BEGIN DATA UNDER STUDY

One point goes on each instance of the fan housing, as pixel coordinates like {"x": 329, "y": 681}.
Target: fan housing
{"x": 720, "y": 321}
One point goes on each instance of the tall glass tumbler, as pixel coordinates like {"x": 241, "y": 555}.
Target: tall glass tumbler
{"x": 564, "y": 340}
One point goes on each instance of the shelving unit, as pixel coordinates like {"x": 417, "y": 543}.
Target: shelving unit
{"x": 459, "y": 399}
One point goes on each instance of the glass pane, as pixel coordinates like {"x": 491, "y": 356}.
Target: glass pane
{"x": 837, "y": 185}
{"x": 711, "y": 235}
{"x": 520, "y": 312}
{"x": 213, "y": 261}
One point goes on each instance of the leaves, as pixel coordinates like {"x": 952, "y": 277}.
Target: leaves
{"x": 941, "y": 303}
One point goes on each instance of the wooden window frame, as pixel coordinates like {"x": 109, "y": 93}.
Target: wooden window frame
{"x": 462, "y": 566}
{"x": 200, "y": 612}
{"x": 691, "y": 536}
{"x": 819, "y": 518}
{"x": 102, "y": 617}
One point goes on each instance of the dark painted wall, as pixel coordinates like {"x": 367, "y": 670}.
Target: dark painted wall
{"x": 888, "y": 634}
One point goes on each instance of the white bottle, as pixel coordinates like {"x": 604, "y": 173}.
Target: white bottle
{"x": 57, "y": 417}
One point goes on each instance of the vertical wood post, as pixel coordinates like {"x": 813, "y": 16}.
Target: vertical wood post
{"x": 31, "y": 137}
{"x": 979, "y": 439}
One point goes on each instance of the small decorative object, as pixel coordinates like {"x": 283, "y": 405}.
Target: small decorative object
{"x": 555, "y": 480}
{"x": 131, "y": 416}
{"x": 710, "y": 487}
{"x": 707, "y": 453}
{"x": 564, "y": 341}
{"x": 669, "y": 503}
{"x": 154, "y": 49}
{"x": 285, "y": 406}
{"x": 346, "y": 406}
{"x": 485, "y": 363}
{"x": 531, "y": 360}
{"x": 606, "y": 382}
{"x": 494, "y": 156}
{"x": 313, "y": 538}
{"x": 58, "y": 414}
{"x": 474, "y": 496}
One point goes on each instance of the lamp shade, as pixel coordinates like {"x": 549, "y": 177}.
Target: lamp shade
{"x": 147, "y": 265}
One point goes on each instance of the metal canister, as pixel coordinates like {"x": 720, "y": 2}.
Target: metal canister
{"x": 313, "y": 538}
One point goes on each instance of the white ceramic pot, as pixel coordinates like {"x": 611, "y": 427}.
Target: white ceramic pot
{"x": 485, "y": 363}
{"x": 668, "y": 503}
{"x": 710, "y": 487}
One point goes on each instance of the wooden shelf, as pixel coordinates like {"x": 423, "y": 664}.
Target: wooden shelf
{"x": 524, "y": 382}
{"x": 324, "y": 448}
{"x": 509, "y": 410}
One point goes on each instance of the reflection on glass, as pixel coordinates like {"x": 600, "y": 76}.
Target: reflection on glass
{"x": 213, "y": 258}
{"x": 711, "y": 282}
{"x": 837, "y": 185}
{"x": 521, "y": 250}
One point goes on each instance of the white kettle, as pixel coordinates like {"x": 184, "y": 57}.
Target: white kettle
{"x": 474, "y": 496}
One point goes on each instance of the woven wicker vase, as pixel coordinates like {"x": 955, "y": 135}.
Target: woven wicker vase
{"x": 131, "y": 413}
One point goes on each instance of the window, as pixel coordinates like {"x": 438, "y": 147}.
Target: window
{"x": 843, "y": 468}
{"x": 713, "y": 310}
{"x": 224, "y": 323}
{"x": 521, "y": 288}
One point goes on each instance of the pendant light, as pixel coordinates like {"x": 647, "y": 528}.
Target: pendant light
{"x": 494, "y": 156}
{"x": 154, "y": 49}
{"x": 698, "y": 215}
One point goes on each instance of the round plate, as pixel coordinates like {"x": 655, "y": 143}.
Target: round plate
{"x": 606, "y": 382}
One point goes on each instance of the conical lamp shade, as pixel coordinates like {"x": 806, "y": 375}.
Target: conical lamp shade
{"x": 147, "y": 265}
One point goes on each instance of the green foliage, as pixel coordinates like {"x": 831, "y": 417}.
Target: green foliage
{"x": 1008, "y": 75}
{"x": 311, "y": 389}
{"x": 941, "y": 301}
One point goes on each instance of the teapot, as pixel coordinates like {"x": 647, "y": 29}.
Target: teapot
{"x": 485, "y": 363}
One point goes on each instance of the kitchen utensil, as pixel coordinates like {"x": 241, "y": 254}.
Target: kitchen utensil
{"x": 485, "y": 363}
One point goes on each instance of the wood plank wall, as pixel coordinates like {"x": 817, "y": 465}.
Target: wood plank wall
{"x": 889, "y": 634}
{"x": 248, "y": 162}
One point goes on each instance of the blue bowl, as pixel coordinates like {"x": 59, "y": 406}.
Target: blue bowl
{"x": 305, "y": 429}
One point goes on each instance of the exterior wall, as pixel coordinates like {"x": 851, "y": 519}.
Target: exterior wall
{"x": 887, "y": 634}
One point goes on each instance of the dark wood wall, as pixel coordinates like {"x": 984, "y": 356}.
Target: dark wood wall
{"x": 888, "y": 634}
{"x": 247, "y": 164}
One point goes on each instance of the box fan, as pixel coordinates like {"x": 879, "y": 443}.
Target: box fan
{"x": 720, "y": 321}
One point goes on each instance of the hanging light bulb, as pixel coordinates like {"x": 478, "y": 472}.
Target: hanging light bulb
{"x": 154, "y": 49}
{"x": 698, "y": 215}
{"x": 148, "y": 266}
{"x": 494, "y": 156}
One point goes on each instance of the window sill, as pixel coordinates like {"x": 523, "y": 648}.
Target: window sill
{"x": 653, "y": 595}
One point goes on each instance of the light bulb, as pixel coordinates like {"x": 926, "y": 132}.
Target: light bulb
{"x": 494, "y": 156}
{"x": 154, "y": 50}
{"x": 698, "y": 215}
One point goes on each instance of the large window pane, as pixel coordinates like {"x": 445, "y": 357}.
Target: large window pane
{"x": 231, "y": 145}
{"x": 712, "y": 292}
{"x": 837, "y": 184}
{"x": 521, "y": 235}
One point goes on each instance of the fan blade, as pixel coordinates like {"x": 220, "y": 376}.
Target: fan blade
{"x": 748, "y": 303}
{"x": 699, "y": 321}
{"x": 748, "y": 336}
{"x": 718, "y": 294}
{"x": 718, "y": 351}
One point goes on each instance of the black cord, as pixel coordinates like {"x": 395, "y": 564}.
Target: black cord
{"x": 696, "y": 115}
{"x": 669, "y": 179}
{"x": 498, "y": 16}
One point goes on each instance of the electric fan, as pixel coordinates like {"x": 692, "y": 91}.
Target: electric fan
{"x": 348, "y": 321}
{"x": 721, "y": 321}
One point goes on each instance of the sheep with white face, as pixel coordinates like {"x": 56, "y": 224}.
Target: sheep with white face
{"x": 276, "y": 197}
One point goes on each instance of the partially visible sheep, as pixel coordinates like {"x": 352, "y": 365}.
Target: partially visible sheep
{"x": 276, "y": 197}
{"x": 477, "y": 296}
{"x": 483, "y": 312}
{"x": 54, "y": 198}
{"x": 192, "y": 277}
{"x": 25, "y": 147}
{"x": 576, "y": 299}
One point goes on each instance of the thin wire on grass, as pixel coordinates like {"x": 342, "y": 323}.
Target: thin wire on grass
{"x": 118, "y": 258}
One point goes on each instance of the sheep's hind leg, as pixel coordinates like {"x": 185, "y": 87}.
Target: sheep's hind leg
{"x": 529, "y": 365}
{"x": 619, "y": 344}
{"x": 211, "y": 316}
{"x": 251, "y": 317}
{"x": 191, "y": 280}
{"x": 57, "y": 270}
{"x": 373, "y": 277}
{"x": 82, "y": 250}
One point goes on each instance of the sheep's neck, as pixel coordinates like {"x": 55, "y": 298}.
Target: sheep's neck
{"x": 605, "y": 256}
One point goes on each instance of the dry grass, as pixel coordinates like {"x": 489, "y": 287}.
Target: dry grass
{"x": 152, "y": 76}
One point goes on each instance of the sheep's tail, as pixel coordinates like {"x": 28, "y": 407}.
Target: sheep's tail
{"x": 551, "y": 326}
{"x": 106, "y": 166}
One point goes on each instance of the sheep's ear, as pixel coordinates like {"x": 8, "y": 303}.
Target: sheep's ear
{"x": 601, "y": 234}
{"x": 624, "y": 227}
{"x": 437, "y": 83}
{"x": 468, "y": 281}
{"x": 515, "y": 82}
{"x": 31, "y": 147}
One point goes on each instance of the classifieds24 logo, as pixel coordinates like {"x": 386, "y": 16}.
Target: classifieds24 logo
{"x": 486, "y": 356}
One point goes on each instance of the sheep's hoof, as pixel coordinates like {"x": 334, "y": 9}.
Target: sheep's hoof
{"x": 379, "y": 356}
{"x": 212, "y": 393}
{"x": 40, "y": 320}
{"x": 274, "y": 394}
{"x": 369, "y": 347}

END DATA UNDER STUDY

EXERCISE PROMPT
Exactly as written, reproduce the lines of the data above from the first line through the line where "One point goes on each instance of the small" appears.

RESPONSE FOR THIS EXERCISE
One point goes on each instance of the fan housing, as pixel coordinates like {"x": 329, "y": 681}.
Target: fan housing
{"x": 720, "y": 321}
One point goes on each instance of the tall glass tumbler, as pixel coordinates like {"x": 241, "y": 555}.
Target: tall glass tumbler
{"x": 564, "y": 340}
One point goes on each instance of the shelving unit, as pixel coordinates like {"x": 417, "y": 543}.
Target: shelving unit
{"x": 459, "y": 399}
One point goes on each instance of the glass pane, as pixel coordinates like {"x": 491, "y": 356}.
Target: glass pane
{"x": 837, "y": 185}
{"x": 711, "y": 235}
{"x": 520, "y": 312}
{"x": 213, "y": 261}
One point goes on each instance of the leaves, as pixel coordinates like {"x": 952, "y": 277}.
Target: leaves
{"x": 941, "y": 303}
One point goes on each instance of the wooden window frame, as pixel coordinates like {"x": 109, "y": 93}.
Target: wooden window frame
{"x": 462, "y": 566}
{"x": 200, "y": 612}
{"x": 691, "y": 536}
{"x": 819, "y": 518}
{"x": 102, "y": 617}
One point goes on each instance of the dark painted wall, as pixel coordinates like {"x": 367, "y": 670}.
Target: dark painted wall
{"x": 888, "y": 634}
One point goes on each instance of the white bottle, as pixel coordinates like {"x": 604, "y": 173}.
Target: white bottle
{"x": 57, "y": 417}
One point goes on each instance of the vertical wood post, as pixel coordinates like {"x": 813, "y": 16}.
Target: vertical wood post
{"x": 31, "y": 137}
{"x": 979, "y": 439}
One point goes on each instance of the small decorative object, as pixel coordinates like {"x": 283, "y": 405}.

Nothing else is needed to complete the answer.